→ **TASK INSTRUCTIONS**
Rewrite the rows below as a numbered list and drop any blank lines.

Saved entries
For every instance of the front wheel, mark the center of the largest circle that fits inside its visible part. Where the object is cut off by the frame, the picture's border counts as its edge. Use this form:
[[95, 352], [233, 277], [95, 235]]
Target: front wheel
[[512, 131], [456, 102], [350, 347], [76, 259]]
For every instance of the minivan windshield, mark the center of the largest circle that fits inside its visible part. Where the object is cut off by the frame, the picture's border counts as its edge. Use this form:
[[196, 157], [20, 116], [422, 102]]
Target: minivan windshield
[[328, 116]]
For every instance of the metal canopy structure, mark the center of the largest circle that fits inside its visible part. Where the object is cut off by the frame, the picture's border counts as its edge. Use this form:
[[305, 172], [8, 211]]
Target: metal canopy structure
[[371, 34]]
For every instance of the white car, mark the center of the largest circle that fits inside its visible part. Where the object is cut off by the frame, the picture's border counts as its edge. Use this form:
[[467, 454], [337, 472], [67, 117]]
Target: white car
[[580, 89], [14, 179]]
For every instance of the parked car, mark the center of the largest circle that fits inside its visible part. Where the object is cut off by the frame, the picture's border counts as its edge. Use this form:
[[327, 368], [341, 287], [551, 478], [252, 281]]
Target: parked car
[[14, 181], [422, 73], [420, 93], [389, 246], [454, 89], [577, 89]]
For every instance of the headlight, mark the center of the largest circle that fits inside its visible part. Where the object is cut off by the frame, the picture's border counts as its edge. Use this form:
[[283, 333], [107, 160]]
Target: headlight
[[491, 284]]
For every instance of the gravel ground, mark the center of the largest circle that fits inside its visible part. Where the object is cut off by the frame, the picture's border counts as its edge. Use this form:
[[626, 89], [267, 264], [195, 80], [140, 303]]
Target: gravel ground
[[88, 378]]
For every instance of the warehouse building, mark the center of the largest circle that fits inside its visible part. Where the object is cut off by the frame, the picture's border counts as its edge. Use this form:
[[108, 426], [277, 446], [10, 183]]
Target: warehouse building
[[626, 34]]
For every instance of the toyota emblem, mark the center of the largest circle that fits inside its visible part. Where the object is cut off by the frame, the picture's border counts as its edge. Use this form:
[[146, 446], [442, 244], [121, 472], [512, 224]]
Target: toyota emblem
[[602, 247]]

→ **ANSWER FOR THE TASK**
1. For every instance of the front wheel, mark the center of the largest circle that fits inside its visible part. Where the object is cut off by the frame, the picture's border counts as its edge. Use this form:
2. [[95, 352], [233, 277], [95, 235]]
3. Target: front wheel
4. [[512, 131], [456, 102], [350, 347], [76, 259]]
5. For every instance of the minivan windshield, mark the center of the largest circle that fits inside its visible part. Where the object is cut off by the frame, the picture's border counts as its edge. Use this form:
6. [[196, 157], [20, 116], [422, 102]]
7. Target: minivan windshield
8. [[328, 116]]
9. For every instance of the metal canopy structure, mark the center of the largest circle that fits inside its visible part. Where the object is cut off by the frame, the picture's border counts as its edge. Use this form:
10. [[305, 172], [8, 211]]
11. Target: metal canopy structure
12. [[371, 34]]
13. For every instance of the white car, mark the center of the largest circle that fits inside its visible part. Where the object is cut off by the frame, the picture's border counts as its edge. Use this form:
14. [[467, 454], [337, 472], [67, 117]]
15. Target: white car
16. [[580, 89], [14, 179]]
17. For every instance of the parked car, mark the center of the largest circle that fits inside its visible part. Where the object is cut off by the frame, the picture's border counts as its edge. Use this form:
18. [[327, 368], [341, 287], [551, 478], [252, 281]]
19. Target: parked car
20. [[14, 181], [422, 73], [420, 93], [389, 246], [454, 89], [577, 89]]
21. For every instance of the headlight, mark the center of the largest circle that fits inside its visible part. Where the object is cut off by the frame, the picture's border counts as its edge. Use this form:
22. [[283, 333], [107, 160]]
23. Target: headlight
24. [[491, 284]]
25. For every instance of the gravel ground, mark the center of the largest circle that fits inside its visible part. Where the object is cut off by the frame, the picture's border counts as its edge. Use this form:
26. [[626, 89], [267, 264], [195, 80], [140, 303]]
27. Target: gravel ground
28. [[88, 378]]
29. For every instance of the warehouse building, mark the center of the largest circle that fits inside its visible part. Where the object is cut off by the frame, the picture's border counts as its edge. Use this form:
30. [[108, 426], [277, 446], [10, 183]]
31. Target: warehouse building
32. [[626, 34]]
33. For every instance of the toyota emblem, mark the center of the largest circle that fits inside its visible part. Where the object is cut off by the frame, the picture's border counts as its edge. Use this form:
34. [[146, 446], [442, 244], [121, 472], [512, 224]]
35. Target: toyota emblem
36. [[602, 247]]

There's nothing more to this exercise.